- **MATERIAL PROVIDED**:
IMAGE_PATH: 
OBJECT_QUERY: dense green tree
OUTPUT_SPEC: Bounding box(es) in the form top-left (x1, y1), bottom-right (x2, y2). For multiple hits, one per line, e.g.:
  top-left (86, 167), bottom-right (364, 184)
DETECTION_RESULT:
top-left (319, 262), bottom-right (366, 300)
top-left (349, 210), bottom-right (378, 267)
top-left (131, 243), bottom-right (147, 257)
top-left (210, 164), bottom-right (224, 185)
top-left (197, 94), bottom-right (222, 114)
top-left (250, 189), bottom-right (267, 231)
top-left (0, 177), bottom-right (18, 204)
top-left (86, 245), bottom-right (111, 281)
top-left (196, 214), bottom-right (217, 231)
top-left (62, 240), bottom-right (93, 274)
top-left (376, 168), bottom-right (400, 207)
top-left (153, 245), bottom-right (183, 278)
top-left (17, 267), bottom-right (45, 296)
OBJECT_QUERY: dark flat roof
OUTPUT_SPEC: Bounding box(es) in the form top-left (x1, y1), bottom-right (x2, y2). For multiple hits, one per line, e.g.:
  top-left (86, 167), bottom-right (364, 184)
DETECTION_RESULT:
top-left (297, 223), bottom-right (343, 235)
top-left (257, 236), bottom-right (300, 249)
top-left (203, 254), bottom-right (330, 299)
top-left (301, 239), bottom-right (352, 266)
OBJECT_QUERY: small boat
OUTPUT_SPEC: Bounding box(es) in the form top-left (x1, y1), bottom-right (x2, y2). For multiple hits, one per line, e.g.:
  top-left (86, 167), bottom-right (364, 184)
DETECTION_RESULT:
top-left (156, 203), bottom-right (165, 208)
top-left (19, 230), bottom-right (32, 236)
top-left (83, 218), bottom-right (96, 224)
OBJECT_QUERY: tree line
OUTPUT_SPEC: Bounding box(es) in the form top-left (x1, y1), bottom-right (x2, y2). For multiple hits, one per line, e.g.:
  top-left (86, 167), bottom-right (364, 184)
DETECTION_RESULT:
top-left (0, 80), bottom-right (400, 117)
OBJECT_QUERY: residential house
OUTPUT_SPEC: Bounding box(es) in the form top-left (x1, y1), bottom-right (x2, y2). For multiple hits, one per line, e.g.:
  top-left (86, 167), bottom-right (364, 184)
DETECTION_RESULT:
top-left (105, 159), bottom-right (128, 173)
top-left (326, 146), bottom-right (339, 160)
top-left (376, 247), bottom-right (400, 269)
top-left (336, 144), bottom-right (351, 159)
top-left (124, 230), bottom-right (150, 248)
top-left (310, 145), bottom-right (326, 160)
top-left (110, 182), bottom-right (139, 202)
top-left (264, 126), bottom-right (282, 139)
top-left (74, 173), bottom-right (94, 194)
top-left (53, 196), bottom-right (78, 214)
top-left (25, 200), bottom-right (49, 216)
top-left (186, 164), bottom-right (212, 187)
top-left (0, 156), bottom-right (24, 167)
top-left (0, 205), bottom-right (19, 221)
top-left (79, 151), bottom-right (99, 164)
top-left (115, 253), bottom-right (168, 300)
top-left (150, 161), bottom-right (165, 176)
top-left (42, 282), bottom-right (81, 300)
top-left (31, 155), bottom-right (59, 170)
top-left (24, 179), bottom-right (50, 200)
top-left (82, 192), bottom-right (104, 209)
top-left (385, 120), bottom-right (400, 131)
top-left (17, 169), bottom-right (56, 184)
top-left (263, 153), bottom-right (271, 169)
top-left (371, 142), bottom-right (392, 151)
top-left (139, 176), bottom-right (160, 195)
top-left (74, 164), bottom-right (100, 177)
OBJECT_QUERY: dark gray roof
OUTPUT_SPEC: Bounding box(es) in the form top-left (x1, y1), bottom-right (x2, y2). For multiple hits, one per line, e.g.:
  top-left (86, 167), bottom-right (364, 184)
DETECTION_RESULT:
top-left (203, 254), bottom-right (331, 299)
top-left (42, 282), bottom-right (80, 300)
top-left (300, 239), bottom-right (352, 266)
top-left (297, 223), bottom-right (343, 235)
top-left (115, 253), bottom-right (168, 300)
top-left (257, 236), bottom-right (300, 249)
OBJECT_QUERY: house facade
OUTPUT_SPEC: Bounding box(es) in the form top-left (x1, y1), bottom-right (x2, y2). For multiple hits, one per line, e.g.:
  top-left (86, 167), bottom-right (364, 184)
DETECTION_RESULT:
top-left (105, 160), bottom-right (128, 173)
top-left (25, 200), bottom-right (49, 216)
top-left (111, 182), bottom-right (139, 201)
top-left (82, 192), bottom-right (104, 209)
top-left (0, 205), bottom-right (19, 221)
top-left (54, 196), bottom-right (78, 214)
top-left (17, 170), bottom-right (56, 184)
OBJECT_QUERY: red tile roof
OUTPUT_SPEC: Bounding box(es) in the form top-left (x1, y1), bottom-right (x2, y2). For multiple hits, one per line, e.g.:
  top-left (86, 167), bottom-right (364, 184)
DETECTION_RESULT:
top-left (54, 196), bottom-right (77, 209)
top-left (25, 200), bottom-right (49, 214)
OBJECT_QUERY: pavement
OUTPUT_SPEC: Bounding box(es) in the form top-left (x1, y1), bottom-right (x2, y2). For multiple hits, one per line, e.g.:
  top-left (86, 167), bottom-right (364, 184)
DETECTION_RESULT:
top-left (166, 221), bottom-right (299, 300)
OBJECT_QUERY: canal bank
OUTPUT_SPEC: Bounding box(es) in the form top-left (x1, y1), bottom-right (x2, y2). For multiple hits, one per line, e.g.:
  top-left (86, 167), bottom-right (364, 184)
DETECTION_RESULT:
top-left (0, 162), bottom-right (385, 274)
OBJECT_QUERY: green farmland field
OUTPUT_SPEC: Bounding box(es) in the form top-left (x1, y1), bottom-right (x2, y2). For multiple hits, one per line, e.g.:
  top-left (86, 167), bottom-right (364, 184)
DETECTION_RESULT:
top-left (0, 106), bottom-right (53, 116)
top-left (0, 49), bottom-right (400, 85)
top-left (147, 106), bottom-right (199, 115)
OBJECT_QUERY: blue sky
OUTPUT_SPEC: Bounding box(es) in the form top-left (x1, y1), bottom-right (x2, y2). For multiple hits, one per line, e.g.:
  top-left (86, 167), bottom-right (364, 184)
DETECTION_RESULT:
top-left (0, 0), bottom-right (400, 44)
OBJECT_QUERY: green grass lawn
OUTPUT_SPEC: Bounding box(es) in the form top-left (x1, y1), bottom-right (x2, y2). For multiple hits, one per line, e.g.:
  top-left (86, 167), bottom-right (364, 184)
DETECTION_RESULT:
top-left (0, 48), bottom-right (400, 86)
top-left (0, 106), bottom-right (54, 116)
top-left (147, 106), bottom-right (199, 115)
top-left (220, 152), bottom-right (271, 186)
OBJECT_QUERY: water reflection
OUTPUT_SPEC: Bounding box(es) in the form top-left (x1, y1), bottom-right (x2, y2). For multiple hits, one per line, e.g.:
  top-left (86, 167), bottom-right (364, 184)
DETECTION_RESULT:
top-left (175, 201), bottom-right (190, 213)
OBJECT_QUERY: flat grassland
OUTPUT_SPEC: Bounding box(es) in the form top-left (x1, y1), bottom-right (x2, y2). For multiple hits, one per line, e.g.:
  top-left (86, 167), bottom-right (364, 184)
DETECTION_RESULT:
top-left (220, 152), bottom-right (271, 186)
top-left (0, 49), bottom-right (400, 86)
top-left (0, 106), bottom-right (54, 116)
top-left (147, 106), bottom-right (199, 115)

- **PROBLEM TO SOLVE**: Could you write out these records again, swapping every "one per line" for "each on a separate line" and leaving everything else unchanged?

- **EXERCISE SOLUTION**:
IMAGE_PATH: 
OBJECT_QUERY: dense green tree
OUTPUT_SPEC: Bounding box(es) in the form top-left (x1, y1), bottom-right (x2, y2). For multiple hits, each on a separate line, e.g.:
  top-left (86, 167), bottom-right (364, 184)
DETECTION_RESULT:
top-left (319, 262), bottom-right (366, 300)
top-left (349, 210), bottom-right (378, 267)
top-left (131, 243), bottom-right (147, 257)
top-left (210, 164), bottom-right (224, 185)
top-left (197, 94), bottom-right (222, 114)
top-left (250, 189), bottom-right (267, 231)
top-left (0, 177), bottom-right (18, 204)
top-left (86, 245), bottom-right (111, 281)
top-left (196, 214), bottom-right (217, 231)
top-left (62, 240), bottom-right (93, 274)
top-left (376, 168), bottom-right (400, 207)
top-left (153, 245), bottom-right (183, 278)
top-left (17, 267), bottom-right (45, 296)
OBJECT_QUERY: dark flat roof
OUTPUT_SPEC: Bounding box(es) in the form top-left (x1, y1), bottom-right (x2, y2). For multiple hits, each on a separate line, e.g.:
  top-left (86, 167), bottom-right (364, 184)
DETECTION_RESULT:
top-left (297, 223), bottom-right (343, 235)
top-left (257, 236), bottom-right (300, 249)
top-left (203, 254), bottom-right (330, 299)
top-left (301, 239), bottom-right (352, 266)
OBJECT_QUERY: small boat
OUTPUT_SPEC: Bounding box(es) in the form top-left (x1, y1), bottom-right (x2, y2). For multiple hits, each on a separate line, e.g.:
  top-left (86, 167), bottom-right (364, 184)
DETECTION_RESULT:
top-left (156, 203), bottom-right (165, 208)
top-left (19, 230), bottom-right (32, 236)
top-left (83, 218), bottom-right (96, 224)
OBJECT_QUERY: tree line
OUTPUT_SPEC: Bounding box(es) in the form top-left (x1, y1), bottom-right (x2, y2). For multiple hits, each on a separate line, e.g.:
  top-left (86, 167), bottom-right (364, 184)
DETECTION_RESULT:
top-left (0, 80), bottom-right (400, 117)
OBJECT_QUERY: residential house
OUTPUT_SPEC: Bounding box(es) in the form top-left (x1, y1), bottom-right (x2, y2). For multiple hits, each on a separate line, e.g.:
  top-left (86, 167), bottom-right (364, 184)
DETECTION_RESULT:
top-left (105, 159), bottom-right (128, 173)
top-left (326, 146), bottom-right (339, 160)
top-left (376, 247), bottom-right (400, 269)
top-left (336, 144), bottom-right (351, 159)
top-left (124, 230), bottom-right (150, 248)
top-left (310, 145), bottom-right (326, 160)
top-left (110, 182), bottom-right (139, 202)
top-left (264, 126), bottom-right (282, 139)
top-left (74, 173), bottom-right (94, 194)
top-left (53, 196), bottom-right (78, 214)
top-left (25, 200), bottom-right (49, 216)
top-left (186, 164), bottom-right (212, 187)
top-left (0, 156), bottom-right (24, 167)
top-left (0, 205), bottom-right (19, 221)
top-left (79, 151), bottom-right (99, 164)
top-left (115, 253), bottom-right (168, 300)
top-left (150, 161), bottom-right (165, 176)
top-left (42, 282), bottom-right (81, 300)
top-left (31, 155), bottom-right (59, 170)
top-left (24, 179), bottom-right (50, 200)
top-left (82, 192), bottom-right (104, 209)
top-left (385, 120), bottom-right (400, 131)
top-left (17, 169), bottom-right (56, 184)
top-left (263, 153), bottom-right (271, 169)
top-left (371, 142), bottom-right (392, 151)
top-left (139, 176), bottom-right (160, 195)
top-left (74, 164), bottom-right (100, 177)
OBJECT_QUERY: dark gray roof
OUTPUT_SPEC: Bounding box(es) in the form top-left (x1, y1), bottom-right (x2, y2). For multiple hits, each on a separate line, e.g.:
  top-left (86, 167), bottom-right (364, 184)
DETECTION_RESULT:
top-left (203, 254), bottom-right (331, 299)
top-left (42, 282), bottom-right (80, 300)
top-left (300, 239), bottom-right (352, 266)
top-left (297, 223), bottom-right (343, 235)
top-left (115, 253), bottom-right (168, 300)
top-left (257, 236), bottom-right (300, 249)
OBJECT_QUERY: house facade
OUTPUT_SPEC: Bounding box(es) in the form top-left (x1, y1), bottom-right (x2, y2). For multiple hits, each on a separate line, e.g.:
  top-left (86, 167), bottom-right (364, 184)
DETECTION_RESULT:
top-left (105, 160), bottom-right (128, 173)
top-left (25, 200), bottom-right (49, 216)
top-left (111, 182), bottom-right (139, 201)
top-left (82, 192), bottom-right (104, 209)
top-left (0, 205), bottom-right (19, 221)
top-left (54, 196), bottom-right (78, 214)
top-left (17, 170), bottom-right (56, 184)
OBJECT_QUERY: red tile roof
OUTPUT_SPEC: Bounding box(es) in the form top-left (x1, y1), bottom-right (x2, y2). For multiple hits, each on a separate line, e.g.:
  top-left (86, 167), bottom-right (364, 184)
DETECTION_RESULT:
top-left (54, 196), bottom-right (77, 209)
top-left (25, 200), bottom-right (49, 214)
OBJECT_QUERY: pavement
OUTPUT_SPEC: Bounding box(es) in the form top-left (x1, y1), bottom-right (x2, y2). For multiple hits, each on a separate line, e.g.:
  top-left (86, 167), bottom-right (364, 184)
DETECTION_RESULT:
top-left (166, 221), bottom-right (299, 300)
OBJECT_QUERY: canal bank
OUTPUT_SPEC: Bounding box(es) in the form top-left (x1, y1), bottom-right (x2, y2). For multiple hits, each on a separate line, e.g.:
  top-left (86, 167), bottom-right (364, 184)
DETECTION_RESULT:
top-left (0, 162), bottom-right (385, 274)
OBJECT_QUERY: green farmland field
OUTPUT_SPEC: Bounding box(es) in the form top-left (x1, y1), bottom-right (x2, y2). For multiple hits, each on a separate line, e.g.:
  top-left (86, 167), bottom-right (364, 184)
DETECTION_RESULT:
top-left (0, 106), bottom-right (53, 116)
top-left (0, 49), bottom-right (400, 85)
top-left (147, 106), bottom-right (199, 115)
OBJECT_QUERY: blue sky
OUTPUT_SPEC: Bounding box(es) in the form top-left (x1, y1), bottom-right (x2, y2). For multiple hits, each on a separate line, e.g.:
  top-left (86, 167), bottom-right (364, 184)
DETECTION_RESULT:
top-left (0, 0), bottom-right (400, 44)
OBJECT_QUERY: green grass lawn
OUTPUT_SPEC: Bounding box(es) in the form top-left (x1, y1), bottom-right (x2, y2). For multiple hits, each on a separate line, e.g.:
  top-left (86, 167), bottom-right (364, 184)
DETECTION_RESULT:
top-left (0, 48), bottom-right (400, 86)
top-left (0, 106), bottom-right (54, 116)
top-left (147, 106), bottom-right (199, 115)
top-left (220, 152), bottom-right (271, 186)
OBJECT_QUERY: water reflection
OUTPUT_SPEC: Bounding box(es) in the form top-left (x1, y1), bottom-right (x2, y2). For multiple hits, each on a separate line, e.g.:
  top-left (86, 167), bottom-right (364, 184)
DETECTION_RESULT:
top-left (175, 201), bottom-right (190, 213)
OBJECT_QUERY: flat grassland
OUTPUT_SPEC: Bounding box(es) in the form top-left (x1, y1), bottom-right (x2, y2). For multiple hits, each on a separate line, e.g.:
  top-left (86, 167), bottom-right (364, 184)
DETECTION_RESULT:
top-left (220, 152), bottom-right (271, 186)
top-left (0, 49), bottom-right (400, 86)
top-left (0, 106), bottom-right (54, 116)
top-left (147, 106), bottom-right (199, 115)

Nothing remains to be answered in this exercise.